== Goal ==
Reproduce the lines verbatim, starting at the first line of the collected data and ending at the line that contains "[[78,226],[78,210],[48,203],[0,180],[0,231],[53,232]]", with both ends included.

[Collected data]
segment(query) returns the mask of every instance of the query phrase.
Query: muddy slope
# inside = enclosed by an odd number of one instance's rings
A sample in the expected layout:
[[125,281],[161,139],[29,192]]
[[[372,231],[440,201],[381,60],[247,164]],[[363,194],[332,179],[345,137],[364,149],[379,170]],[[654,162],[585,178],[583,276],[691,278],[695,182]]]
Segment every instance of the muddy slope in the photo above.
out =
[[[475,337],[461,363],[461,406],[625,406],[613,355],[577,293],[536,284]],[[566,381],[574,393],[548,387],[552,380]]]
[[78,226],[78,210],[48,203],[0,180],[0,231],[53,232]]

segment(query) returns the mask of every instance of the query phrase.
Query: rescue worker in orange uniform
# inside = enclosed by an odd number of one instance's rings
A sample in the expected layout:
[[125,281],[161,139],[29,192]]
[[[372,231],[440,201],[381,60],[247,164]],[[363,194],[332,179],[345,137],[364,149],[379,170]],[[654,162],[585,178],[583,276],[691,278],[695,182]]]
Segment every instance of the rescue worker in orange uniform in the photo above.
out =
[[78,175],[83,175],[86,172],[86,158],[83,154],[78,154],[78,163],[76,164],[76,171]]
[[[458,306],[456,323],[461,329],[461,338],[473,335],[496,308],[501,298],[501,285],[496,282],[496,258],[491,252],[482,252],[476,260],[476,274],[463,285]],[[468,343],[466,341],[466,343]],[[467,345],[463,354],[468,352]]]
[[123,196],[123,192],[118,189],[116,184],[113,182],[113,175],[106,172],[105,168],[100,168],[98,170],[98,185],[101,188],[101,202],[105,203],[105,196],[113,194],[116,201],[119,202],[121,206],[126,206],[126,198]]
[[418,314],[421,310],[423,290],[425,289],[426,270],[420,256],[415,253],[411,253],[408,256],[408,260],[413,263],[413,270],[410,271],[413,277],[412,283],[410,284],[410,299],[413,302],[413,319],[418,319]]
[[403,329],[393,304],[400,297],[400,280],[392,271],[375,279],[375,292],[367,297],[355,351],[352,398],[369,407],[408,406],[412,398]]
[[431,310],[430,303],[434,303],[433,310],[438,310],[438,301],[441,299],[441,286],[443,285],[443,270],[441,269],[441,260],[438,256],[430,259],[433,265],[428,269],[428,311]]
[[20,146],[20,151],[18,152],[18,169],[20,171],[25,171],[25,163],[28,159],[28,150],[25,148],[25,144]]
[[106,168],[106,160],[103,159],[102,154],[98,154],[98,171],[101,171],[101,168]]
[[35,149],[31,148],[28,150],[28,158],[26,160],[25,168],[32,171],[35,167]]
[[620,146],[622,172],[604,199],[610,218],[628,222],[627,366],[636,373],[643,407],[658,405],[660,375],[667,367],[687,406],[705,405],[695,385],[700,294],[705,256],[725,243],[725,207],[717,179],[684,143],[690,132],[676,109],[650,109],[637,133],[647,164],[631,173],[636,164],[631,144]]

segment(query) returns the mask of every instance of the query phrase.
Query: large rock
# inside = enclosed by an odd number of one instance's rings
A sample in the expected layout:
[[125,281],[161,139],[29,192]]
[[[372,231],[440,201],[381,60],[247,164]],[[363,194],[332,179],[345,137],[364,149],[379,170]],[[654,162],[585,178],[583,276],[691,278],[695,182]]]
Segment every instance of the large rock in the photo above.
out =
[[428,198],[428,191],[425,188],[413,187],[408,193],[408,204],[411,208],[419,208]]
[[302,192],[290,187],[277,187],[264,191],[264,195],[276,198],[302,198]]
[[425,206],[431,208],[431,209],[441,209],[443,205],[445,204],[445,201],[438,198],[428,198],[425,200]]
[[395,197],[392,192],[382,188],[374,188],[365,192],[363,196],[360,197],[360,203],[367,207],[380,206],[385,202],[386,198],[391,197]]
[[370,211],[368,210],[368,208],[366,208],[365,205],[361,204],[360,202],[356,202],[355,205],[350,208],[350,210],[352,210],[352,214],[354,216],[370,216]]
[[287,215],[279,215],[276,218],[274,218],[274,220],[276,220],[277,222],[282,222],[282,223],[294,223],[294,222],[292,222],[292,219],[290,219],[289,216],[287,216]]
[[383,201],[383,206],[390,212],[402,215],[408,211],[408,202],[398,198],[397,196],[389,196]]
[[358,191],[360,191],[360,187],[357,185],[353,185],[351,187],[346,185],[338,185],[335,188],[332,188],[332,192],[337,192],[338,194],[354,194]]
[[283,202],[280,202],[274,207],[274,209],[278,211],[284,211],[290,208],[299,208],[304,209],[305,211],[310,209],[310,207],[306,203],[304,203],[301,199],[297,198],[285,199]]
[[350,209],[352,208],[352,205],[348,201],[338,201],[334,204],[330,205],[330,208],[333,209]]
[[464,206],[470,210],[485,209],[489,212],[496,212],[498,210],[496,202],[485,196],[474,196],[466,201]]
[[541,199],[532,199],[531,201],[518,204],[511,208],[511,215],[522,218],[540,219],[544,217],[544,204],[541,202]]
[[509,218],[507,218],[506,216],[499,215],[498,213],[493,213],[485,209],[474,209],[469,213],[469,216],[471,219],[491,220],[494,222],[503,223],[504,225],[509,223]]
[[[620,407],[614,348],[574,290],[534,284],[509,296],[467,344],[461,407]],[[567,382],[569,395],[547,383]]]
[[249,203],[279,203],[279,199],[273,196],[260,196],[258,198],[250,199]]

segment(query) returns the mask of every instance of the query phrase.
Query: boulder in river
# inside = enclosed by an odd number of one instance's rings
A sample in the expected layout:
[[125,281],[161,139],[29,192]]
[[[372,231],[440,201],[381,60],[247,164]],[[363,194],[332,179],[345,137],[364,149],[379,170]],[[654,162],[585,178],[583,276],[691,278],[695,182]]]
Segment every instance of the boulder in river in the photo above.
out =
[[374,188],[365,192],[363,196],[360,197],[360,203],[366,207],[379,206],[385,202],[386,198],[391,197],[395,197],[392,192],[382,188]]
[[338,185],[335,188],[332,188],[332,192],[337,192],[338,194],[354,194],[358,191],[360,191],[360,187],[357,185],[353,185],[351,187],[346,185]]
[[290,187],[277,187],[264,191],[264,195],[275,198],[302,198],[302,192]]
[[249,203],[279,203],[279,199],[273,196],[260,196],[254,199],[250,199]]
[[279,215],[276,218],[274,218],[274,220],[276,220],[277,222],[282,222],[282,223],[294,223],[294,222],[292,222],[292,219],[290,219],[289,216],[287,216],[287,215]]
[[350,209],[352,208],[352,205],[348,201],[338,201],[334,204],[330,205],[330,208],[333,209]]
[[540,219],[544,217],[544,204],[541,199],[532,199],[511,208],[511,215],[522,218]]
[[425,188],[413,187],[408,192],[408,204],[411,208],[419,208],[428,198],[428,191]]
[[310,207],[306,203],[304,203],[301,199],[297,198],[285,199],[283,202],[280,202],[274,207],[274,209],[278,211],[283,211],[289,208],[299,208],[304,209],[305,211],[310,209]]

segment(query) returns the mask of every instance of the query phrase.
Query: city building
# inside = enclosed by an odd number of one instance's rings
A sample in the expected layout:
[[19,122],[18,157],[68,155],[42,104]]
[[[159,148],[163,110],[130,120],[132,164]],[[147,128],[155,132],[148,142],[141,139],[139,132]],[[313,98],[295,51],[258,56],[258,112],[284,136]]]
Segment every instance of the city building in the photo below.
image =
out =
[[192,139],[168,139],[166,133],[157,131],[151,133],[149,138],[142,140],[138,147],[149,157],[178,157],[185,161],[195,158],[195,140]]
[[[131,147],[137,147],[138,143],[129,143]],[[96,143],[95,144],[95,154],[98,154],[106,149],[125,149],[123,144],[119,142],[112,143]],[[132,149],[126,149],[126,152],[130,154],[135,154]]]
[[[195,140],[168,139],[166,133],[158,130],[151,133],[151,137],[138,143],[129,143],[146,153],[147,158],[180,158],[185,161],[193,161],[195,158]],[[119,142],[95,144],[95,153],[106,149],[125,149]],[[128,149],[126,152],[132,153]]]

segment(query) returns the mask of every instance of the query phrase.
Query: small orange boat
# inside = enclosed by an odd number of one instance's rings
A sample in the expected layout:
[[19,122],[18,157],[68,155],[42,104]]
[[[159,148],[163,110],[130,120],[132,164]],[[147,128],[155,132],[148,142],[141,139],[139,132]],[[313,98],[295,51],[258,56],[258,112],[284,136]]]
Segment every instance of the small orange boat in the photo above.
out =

== Response to this exercise ==
segment(query) returns the mask of every instance of the query phrase.
Query: muddy slope
# inside = enclosed by an odd number of one instance's rings
A sample in the expected layout:
[[125,281],[161,139],[29,192]]
[[[372,231],[440,201],[381,60],[247,164]],[[363,194],[332,179],[345,137],[364,149],[379,170]],[[654,162],[585,178],[583,276],[691,278],[695,182]]]
Segment every instance of the muddy slope in the photo above.
out =
[[[475,337],[461,363],[461,406],[625,406],[613,355],[577,293],[536,284]],[[566,381],[574,393],[548,387],[552,380]]]
[[78,226],[78,210],[48,203],[0,180],[0,231],[53,232]]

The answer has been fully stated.